* _PARTS OF THE EXERCISE_
[a] From the text on record store documentaries, list every film title that appears in quotation marks.
[b] Please translate this sentence from the text on record store documentaries into Spanish: "About the size of a two-car garage, Other Music felt packed when more than a dozen people were shopping."
[c] According to the text on record store documentaries, in what year did Other Music open?

In Kansas City, the camera moves down a blocklong line of Record Store Day customers waiting for Mills Record Co. to open for the day, then follows them in as they shop. Speaking among his voluminous collection, writer and DJ Wang (who also appears in “Record Safari”) recalls the ways in which samples on hip-hop tracks generated an entire subset of obsessives.

Down I-5, the film travels to Stoughton Printing in City of Industry. There, long-bearded production planner Rob Maushund recalls the ways in which the stalwart jacket-pressing company has endured the ups and downs of the business. In doing so, he illustrates how a record’s physicality — its texture, weight, composition — inspires such fetishism.

“If there are one or more people with Jheri curls on the cover, I’m pretty sure there’s going to be some heat,” says Los Angeles collector Monalisa Murray of one picking strategy.


It’s safe to say most music freaks interviewed in both “Record Safari” and “Vinyl Nation” would cite Other Music as among the most important indie retailers of the past few decades. When it opened in 1995, it did so across the street from the then-powerhouse Tower Records superstore. About the size of a two-car garage, Other Music felt packed when more than a dozen people were shopping.

The reason for its importance is best explained by Depeche Mode’s Martin Gore during “Other Music”: “Per square meter, it probably had more interest value than any other shop I’d ever been in in the world.”

Opened by a trio of Kim’s Underground expats — Josh Madell, Chris Vanderloo and Jeff Gibson — Other Music helped define the notion of a “curated” record store as Napster and iTunes were decimating the market for physical music. Across the street, Tower had everything, no matter if it was good, bad or neither. Because of its size, Other Music couldn’t fit much, so every recording it carried had to be great.

“Other Music is kind of like a religious experience,” actor Benicio del Toro says during the film, as he’s picking up a box of new stuff. “After a while they get to know your taste, and sometimes I just come here and say, ‘Pick ‘em.’”

Elsewhere directors Puloma Basu and Rob Hatch-Miller sit down with famous people including actor Jason Schwartzman and TV on the Radio singer Tunde Adebimpe to discuss the ways in which the space informed East Village culture. The directors were allowed access as the shop made the difficult decision to close, and the film gets into the close-quartered lives of a group of fanatics whose lives were changed in a shoebox shop.

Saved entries
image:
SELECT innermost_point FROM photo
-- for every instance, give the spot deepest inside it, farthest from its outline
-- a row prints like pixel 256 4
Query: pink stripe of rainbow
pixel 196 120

* _RESPONSES BY ITEM NUMBER_
[a]
Record Safari
Vinyl Nation
Other Music

[b] Con un tamaño similar al de un garaje para dos autos, Other Music se sentía lleno cuando más de una docena de personas estaban comprando.

[c] 1995